# [Aufgaben]
a) Wiederholen Sie den Textauszug über das vegetarische Restaurant vollständig und ohne jede Änderung.
b) Geben Sie die Auflistung von der Zeile mit „[trace] wrecked white car“ bis zu ihrem Ende erneut wieder und ersetzen Sie darin „holes by even-odd“ durch „holes by nonzero“, wobei alles Übrige unverändert bleibt.

# [Ausgewählter Textauszug]
++++
Am besten läuft im Giodi ganz klar die Pastinaken-Tajine mit Süsskartoffeln, Karotten, Tahini-Joghurt, Mandel-Couscous und Granatapfel.

Beliebt bei Einheimischen

Inzwischen machen 60 Prozent der Gäste im vegetarisch-veganen Restaurant Einheimische aus. «Sie sind neugierig. Viele vermissten bis anhin ein breites vegetarisches oder veganes Angebot in der Region», berichtet Yvonne Urban.

Der Erfolg spricht für sich: «Gäste buchen teilweise extra bei uns im Hotel wegen unseres vegetarischen Restaurants», freut sich die Direktorin.

Den Halbpension-Gästen stehen deshalb vermehrt fleischlose Alternativen zur Verfügung. Das Frühstücksangebot wurde aufgrund der Nachfrage mit Hummus und gebratenem Gemüse angereichert.
++++
# [Datenauszug]
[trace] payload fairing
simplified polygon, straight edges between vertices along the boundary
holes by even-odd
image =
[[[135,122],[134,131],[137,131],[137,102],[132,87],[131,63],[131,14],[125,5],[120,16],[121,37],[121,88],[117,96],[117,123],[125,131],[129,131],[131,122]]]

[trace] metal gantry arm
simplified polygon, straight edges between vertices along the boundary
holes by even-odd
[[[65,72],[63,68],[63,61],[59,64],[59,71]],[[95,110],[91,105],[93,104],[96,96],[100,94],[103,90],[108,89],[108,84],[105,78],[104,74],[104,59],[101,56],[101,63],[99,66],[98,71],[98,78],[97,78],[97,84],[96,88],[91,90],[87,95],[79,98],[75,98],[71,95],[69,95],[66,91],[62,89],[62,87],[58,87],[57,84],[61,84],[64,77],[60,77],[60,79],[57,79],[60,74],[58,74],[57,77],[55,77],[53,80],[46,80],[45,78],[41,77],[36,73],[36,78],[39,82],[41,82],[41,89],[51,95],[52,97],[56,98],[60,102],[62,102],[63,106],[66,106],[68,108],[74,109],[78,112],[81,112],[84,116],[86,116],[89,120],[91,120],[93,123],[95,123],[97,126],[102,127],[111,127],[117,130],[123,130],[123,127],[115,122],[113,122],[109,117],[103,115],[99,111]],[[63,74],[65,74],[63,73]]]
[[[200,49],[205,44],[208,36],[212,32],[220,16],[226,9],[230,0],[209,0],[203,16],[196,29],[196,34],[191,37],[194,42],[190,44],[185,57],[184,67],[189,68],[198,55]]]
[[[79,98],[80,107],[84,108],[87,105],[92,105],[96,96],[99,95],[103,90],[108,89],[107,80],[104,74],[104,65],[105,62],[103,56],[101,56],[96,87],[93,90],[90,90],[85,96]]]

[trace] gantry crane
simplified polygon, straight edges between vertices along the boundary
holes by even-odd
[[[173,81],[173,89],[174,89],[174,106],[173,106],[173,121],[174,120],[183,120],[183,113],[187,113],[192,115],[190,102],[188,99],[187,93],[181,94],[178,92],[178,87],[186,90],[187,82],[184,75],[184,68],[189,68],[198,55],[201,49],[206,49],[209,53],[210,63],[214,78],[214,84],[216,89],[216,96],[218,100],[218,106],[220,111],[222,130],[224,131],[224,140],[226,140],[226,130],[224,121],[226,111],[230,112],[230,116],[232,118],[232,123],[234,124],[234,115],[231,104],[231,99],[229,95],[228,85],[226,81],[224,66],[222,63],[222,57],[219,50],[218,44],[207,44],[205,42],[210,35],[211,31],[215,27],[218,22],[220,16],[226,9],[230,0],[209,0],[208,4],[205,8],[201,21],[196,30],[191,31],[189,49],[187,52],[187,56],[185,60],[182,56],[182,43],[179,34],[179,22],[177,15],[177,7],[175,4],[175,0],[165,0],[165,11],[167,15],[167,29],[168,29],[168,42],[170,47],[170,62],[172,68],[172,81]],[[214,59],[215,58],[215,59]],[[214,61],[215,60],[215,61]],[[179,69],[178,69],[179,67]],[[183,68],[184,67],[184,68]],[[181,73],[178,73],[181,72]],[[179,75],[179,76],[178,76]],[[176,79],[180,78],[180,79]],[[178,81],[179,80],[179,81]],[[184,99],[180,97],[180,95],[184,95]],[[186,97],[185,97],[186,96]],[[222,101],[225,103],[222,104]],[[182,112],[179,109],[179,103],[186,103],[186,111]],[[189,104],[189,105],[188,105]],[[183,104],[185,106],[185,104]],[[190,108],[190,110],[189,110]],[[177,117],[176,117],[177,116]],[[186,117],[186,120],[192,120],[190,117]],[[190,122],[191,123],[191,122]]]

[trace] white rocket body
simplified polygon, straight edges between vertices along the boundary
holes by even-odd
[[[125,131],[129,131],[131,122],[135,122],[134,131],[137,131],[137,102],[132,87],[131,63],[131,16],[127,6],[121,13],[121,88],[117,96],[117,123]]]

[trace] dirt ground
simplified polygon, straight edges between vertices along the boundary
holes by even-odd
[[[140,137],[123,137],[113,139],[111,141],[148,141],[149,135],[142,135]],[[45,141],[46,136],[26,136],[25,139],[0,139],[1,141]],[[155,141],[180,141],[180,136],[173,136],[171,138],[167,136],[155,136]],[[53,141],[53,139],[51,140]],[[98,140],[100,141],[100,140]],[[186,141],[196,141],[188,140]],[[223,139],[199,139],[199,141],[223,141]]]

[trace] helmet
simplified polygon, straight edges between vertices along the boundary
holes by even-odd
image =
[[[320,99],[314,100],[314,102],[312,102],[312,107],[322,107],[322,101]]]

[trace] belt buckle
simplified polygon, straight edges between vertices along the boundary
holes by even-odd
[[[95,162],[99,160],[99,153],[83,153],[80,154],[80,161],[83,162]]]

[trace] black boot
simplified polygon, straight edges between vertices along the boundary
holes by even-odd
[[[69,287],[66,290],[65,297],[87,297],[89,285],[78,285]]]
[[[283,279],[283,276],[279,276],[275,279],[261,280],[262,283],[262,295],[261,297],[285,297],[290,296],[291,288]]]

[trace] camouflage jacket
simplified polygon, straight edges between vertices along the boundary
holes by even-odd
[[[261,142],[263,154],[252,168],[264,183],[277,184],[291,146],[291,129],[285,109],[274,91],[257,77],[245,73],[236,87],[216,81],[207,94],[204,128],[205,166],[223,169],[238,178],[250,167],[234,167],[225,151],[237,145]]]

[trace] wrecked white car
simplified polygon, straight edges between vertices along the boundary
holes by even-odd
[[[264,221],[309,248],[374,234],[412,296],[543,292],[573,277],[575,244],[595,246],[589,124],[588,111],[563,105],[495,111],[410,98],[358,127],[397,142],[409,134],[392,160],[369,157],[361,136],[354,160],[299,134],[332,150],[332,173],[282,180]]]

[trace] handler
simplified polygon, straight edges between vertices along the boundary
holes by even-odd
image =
++++
# [Lösungen]
a)
Am besten läuft im Giodi ganz klar die Pastinaken-Tajine mit Süsskartoffeln, Karotten, Tahini-Joghurt, Mandel-Couscous und Granatapfel.

Beliebt bei Einheimischen

Inzwischen machen 60 Prozent der Gäste im vegetarisch-veganen Restaurant Einheimische aus. «Sie sind neugierig. Viele vermissten bis anhin ein breites vegetarisches oder veganes Angebot in der Region», berichtet Yvonne Urban.

Der Erfolg spricht für sich: «Gäste buchen teilweise extra bei uns im Hotel wegen unseres vegetarischen Restaurants», freut sich die Direktorin.

Den Halbpension-Gästen stehen deshalb vermehrt fleischlose Alternativen zur Verfügung. Das Frühstücksangebot wurde aufgrund der Nachfrage mit Hummus und gebratenem Gemüse angereichert.

b)
[trace] wrecked white car
simplified polygon, straight edges between vertices along the boundary
holes by nonzero
[[[264,221],[309,248],[374,234],[412,296],[543,292],[573,277],[575,244],[595,246],[589,124],[588,111],[563,105],[495,111],[410,98],[358,127],[397,142],[409,134],[392,160],[369,157],[361,136],[354,160],[299,134],[332,150],[332,173],[282,180]]]

[trace] handler
simplified polygon, straight edges between vertices along the boundary
holes by nonzero
image =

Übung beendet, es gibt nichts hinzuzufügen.